▶ **Task statement**: A verbatim copy of the line containing "Phrase: train cab window" and all lines after it, up to and including the final line of the records, is the only acceptable output.
---------- Data to use
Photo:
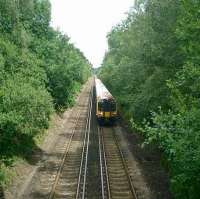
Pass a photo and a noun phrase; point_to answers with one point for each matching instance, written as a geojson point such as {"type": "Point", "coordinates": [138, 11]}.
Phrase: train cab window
{"type": "Point", "coordinates": [107, 106]}
{"type": "Point", "coordinates": [100, 106]}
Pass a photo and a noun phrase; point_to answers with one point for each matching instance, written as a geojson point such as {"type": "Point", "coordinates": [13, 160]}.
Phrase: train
{"type": "Point", "coordinates": [106, 107]}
--------------------
▶ **Solution for this task**:
Phrase: train cab window
{"type": "Point", "coordinates": [107, 106]}
{"type": "Point", "coordinates": [100, 106]}
Pass a photo and a noun phrase; point_to answers with one point for each matching instance, written as a geojson point such as {"type": "Point", "coordinates": [13, 160]}.
Phrase: train
{"type": "Point", "coordinates": [106, 107]}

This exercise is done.